Set exercise = Can you rewrite the records from their start through the line containing "163 220 L 183", swapping "large mushroom cap" for "giant mushroom cap" and keeping everything else the same?

── Entries

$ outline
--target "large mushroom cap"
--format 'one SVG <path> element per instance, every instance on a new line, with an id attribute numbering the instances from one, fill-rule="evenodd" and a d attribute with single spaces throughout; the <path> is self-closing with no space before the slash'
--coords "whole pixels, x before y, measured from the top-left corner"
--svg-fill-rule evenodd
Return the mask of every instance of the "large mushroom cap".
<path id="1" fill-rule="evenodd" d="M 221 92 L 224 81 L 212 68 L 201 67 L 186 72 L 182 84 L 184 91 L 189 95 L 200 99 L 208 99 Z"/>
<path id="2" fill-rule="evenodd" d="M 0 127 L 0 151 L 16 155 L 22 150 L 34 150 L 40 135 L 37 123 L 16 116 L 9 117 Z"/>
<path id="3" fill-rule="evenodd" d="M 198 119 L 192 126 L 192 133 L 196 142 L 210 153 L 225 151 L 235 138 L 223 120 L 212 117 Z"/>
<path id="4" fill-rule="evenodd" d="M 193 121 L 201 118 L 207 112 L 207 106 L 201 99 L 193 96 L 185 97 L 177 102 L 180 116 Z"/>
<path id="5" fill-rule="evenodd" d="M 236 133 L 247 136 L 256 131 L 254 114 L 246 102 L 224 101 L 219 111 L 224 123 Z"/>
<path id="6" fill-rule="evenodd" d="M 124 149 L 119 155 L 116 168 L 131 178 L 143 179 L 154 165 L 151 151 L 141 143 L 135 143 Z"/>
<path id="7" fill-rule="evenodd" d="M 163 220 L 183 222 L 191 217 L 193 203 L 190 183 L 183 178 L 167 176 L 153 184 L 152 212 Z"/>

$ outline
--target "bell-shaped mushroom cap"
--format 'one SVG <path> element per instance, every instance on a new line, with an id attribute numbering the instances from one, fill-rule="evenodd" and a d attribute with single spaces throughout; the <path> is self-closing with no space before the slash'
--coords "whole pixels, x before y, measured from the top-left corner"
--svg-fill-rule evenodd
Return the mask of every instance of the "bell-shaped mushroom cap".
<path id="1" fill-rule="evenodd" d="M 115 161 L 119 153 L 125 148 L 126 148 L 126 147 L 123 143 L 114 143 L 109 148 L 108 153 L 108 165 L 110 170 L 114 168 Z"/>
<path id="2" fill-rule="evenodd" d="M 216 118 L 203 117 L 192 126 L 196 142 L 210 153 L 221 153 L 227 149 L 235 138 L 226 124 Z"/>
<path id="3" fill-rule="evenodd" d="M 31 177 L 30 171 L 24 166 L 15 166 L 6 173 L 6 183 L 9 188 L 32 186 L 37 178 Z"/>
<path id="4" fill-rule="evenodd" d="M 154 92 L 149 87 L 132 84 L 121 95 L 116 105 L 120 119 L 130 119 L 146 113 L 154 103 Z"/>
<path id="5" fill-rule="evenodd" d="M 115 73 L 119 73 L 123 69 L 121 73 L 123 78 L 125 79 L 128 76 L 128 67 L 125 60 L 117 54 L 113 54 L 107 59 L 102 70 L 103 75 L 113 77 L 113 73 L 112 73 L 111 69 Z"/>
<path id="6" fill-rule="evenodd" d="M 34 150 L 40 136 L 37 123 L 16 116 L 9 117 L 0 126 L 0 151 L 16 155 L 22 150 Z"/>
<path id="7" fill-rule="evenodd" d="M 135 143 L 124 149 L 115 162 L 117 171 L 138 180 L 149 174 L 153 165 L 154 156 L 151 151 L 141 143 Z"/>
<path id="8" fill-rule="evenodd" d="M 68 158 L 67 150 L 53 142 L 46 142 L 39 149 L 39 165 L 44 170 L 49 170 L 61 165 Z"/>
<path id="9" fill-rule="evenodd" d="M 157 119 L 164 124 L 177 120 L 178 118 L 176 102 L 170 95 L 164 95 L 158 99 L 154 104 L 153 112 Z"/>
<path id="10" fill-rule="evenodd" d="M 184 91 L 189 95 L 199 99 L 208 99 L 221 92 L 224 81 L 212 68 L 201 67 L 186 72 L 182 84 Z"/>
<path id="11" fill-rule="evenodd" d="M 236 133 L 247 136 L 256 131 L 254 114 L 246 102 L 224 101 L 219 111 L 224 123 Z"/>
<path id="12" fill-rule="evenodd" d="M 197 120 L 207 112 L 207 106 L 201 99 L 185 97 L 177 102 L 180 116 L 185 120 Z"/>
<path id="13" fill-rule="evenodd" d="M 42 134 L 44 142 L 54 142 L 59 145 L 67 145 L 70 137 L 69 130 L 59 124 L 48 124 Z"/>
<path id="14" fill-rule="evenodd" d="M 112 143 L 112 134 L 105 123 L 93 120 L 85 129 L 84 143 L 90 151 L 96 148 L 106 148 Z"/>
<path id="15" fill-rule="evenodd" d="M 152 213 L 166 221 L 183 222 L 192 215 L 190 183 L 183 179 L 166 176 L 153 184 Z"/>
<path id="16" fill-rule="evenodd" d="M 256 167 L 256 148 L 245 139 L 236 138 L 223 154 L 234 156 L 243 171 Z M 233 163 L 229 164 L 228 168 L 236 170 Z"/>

────

Exercise response =
$ outline
--target "giant mushroom cap"
--format 'one SVG <path> element per instance, every instance on a new line, with an id attribute numbering the instances from one, fill-rule="evenodd" and a d attribute with single spaces throughout; the <path> is self-closing with no space before the slash'
--coords "whole pixels, x before y, measured from the top-left corner"
--svg-fill-rule evenodd
Return the mask of every instance of the "giant mushroom cap".
<path id="1" fill-rule="evenodd" d="M 221 92 L 224 81 L 212 68 L 201 67 L 186 72 L 182 84 L 184 91 L 189 95 L 200 99 L 208 99 Z"/>
<path id="2" fill-rule="evenodd" d="M 0 127 L 0 151 L 16 155 L 22 150 L 34 150 L 40 135 L 37 123 L 16 116 L 9 117 Z"/>
<path id="3" fill-rule="evenodd" d="M 198 119 L 192 126 L 192 133 L 196 142 L 210 153 L 225 151 L 235 138 L 223 120 L 212 117 Z"/>
<path id="4" fill-rule="evenodd" d="M 193 121 L 201 118 L 207 112 L 207 106 L 201 99 L 193 96 L 185 97 L 177 102 L 180 116 Z"/>
<path id="5" fill-rule="evenodd" d="M 236 133 L 247 136 L 256 131 L 254 114 L 246 102 L 224 101 L 219 111 L 224 123 Z"/>
<path id="6" fill-rule="evenodd" d="M 124 149 L 119 155 L 116 168 L 131 178 L 143 179 L 154 165 L 151 151 L 141 143 L 135 143 Z"/>
<path id="7" fill-rule="evenodd" d="M 163 220 L 183 222 L 191 217 L 193 203 L 190 183 L 183 178 L 167 176 L 153 184 L 152 212 Z"/>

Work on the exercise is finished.